***** AVAILABLE RECORDS
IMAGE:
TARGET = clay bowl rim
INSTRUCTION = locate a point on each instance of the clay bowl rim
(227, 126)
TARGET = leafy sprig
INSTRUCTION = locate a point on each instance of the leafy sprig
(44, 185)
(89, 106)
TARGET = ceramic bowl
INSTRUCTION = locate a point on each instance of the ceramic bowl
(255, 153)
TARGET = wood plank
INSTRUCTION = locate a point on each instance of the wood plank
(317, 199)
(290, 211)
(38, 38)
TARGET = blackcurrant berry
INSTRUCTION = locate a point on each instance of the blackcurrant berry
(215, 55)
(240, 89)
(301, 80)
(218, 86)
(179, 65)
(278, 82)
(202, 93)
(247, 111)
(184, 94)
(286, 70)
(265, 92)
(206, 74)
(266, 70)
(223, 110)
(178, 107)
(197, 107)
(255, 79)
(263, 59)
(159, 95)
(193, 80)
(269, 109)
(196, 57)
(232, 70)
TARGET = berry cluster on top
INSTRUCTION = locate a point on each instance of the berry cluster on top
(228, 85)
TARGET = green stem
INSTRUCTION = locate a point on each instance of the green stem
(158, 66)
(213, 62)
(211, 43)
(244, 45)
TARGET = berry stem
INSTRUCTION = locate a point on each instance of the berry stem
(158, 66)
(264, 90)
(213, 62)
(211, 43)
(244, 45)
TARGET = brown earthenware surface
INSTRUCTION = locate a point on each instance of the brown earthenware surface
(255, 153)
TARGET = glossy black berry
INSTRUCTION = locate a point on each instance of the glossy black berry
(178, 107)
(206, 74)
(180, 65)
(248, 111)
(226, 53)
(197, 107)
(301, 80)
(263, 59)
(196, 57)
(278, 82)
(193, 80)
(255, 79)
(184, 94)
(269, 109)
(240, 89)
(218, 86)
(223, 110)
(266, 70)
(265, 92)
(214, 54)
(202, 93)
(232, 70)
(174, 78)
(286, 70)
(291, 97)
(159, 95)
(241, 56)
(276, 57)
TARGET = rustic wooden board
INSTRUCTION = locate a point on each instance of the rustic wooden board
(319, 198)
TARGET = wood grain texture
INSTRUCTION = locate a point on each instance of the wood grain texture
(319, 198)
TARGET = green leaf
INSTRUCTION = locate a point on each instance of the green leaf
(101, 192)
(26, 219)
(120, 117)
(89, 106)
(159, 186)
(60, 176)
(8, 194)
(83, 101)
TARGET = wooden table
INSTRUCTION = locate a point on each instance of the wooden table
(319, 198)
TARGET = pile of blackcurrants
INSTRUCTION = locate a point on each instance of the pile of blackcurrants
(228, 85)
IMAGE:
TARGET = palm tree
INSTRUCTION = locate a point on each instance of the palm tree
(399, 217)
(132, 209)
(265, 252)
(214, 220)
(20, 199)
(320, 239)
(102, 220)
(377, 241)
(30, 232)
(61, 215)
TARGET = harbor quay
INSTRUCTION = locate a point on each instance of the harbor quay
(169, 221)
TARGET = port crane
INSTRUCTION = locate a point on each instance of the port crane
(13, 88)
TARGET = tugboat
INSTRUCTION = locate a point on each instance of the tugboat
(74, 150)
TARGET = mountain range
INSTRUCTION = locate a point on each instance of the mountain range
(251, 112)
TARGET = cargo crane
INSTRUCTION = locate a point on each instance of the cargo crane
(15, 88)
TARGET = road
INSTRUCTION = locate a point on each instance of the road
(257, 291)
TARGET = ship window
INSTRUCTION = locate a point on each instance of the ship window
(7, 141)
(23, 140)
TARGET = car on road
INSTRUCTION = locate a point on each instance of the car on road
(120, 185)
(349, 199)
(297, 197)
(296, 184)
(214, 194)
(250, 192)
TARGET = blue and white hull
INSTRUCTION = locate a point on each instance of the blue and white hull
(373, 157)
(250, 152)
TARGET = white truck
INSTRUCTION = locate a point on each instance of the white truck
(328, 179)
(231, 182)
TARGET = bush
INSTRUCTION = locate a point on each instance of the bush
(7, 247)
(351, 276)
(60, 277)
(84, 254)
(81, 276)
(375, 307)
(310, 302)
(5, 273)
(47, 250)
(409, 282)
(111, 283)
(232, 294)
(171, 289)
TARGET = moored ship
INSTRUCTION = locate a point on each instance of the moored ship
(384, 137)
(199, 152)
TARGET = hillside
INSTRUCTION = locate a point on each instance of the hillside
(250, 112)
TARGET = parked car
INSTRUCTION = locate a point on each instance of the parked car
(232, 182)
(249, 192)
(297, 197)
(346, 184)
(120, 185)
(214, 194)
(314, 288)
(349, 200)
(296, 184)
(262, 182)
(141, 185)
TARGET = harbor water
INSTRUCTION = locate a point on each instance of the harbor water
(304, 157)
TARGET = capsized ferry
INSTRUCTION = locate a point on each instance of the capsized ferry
**********
» **INSTRUCTIONS FOR THE TASK**
Transcribe each entry precisely, missing none.

» **WORKED ANSWER**
IMAGE:
TARGET = clay bowl rim
INSTRUCTION = locate a point on each instance of the clay bowl rim
(227, 126)
TARGET = leafy sprig
INSTRUCTION = locate a point on each instance of the leafy sprig
(44, 185)
(89, 106)
TARGET = ceramic bowl
INSTRUCTION = locate a point on each instance of the ceramic bowl
(255, 153)
TARGET = wood plank
INSTRUCTION = locate a point on each instance of the wood plank
(317, 199)
(290, 211)
(38, 38)
TARGET = blackcurrant berry
INSTRUCTION = locate a point on each instance of the blackcurrant berry
(215, 55)
(240, 89)
(301, 80)
(218, 86)
(179, 65)
(278, 82)
(202, 93)
(247, 111)
(184, 94)
(286, 70)
(265, 92)
(206, 74)
(266, 70)
(223, 110)
(178, 107)
(197, 107)
(255, 79)
(263, 59)
(159, 95)
(193, 80)
(269, 109)
(196, 57)
(232, 70)
TARGET = berry cluster on top
INSTRUCTION = locate a point on each instance of the berry cluster on top
(228, 85)
TARGET = green stem
INSTRUCTION = locate a point on each instance of the green stem
(158, 66)
(213, 62)
(211, 43)
(244, 45)
TARGET = berry stem
INSTRUCTION = locate a point on each instance of the berry stem
(158, 66)
(264, 90)
(213, 62)
(211, 43)
(244, 45)
TARGET = brown earthenware surface
INSTRUCTION = locate a point on each instance of the brown earthenware surface
(255, 153)
TARGET = glossy black berry
INSTRUCTION = locate a point on each instance of the glossy black berry
(178, 107)
(206, 74)
(180, 65)
(248, 111)
(226, 53)
(197, 107)
(301, 80)
(263, 59)
(196, 57)
(278, 82)
(193, 80)
(255, 79)
(184, 94)
(269, 109)
(240, 89)
(218, 86)
(223, 110)
(266, 70)
(265, 92)
(214, 54)
(202, 93)
(232, 70)
(174, 78)
(286, 70)
(291, 97)
(159, 95)
(241, 56)
(276, 57)
TARGET = rustic wooden board
INSTRUCTION = locate a point on each instance of the rustic wooden board
(319, 198)
TARGET = wood grain texture
INSTRUCTION = locate a point on each instance of the wood grain texture
(319, 198)
TARGET = green leaf
INSTRUCTION = locate a point on each instance of the green leaf
(101, 192)
(26, 219)
(120, 117)
(89, 106)
(159, 186)
(60, 176)
(8, 194)
(83, 101)
TARGET = wooden table
INSTRUCTION = locate a point on each instance of the wooden table
(319, 198)
TARGET = pile of blackcurrants
INSTRUCTION = locate a point on each instance of the pile of blackcurrants
(228, 85)
IMAGE:
TARGET = palm tree
INSTRUCTION = locate a point on each instance of the palm tree
(399, 217)
(132, 209)
(265, 252)
(214, 220)
(20, 199)
(320, 239)
(102, 220)
(377, 241)
(30, 232)
(61, 215)
TARGET = harbor quay
INSTRUCTION = locate a point on each instance of the harbor quay
(169, 221)
TARGET = port crane
INSTRUCTION = locate a point on each instance of the port crane
(13, 88)
TARGET = tugboat
INSTRUCTION = locate a point on each instance of the tugboat
(74, 150)
TARGET = mountain range
INSTRUCTION = locate a point on each instance of the mountain range
(251, 112)
TARGET = cargo crane
INSTRUCTION = locate a point on each instance of the cargo crane
(15, 88)
TARGET = road
INSTRUCTION = locate a point on each instance of the road
(257, 291)
TARGET = ship window
INSTRUCTION = locate a point on each instance of the ship window
(7, 141)
(23, 140)
TARGET = car on road
INSTRUCTION = locate a point on each instance of the car on road
(120, 185)
(349, 199)
(297, 197)
(296, 184)
(214, 194)
(250, 192)
TARGET = blue and white hull
INSTRUCTION = locate a point on each instance of the blue and white hull
(373, 157)
(250, 152)
TARGET = white truck
INSTRUCTION = locate a point on each instance of the white truck
(328, 179)
(231, 182)
TARGET = bush
INSTRUCTION = locate a point on each instance of the bush
(7, 247)
(351, 276)
(60, 277)
(84, 254)
(81, 276)
(375, 307)
(310, 302)
(5, 273)
(47, 250)
(409, 282)
(111, 283)
(232, 294)
(171, 289)
TARGET = moored ship
INSTRUCTION = locate a point on each instance of the moored ship
(384, 137)
(199, 152)
TARGET = hillside
INSTRUCTION = locate a point on each instance of the hillside
(250, 112)
TARGET = parked car
INSTRUCTION = locate a point on each instance of the parked car
(232, 182)
(249, 192)
(297, 197)
(346, 184)
(120, 185)
(214, 194)
(314, 288)
(349, 200)
(296, 184)
(262, 182)
(141, 185)
TARGET = harbor water
INSTRUCTION = locate a point on each instance of the harbor water
(304, 157)
TARGET = capsized ferry
INSTRUCTION = locate a point on each instance of the capsized ferry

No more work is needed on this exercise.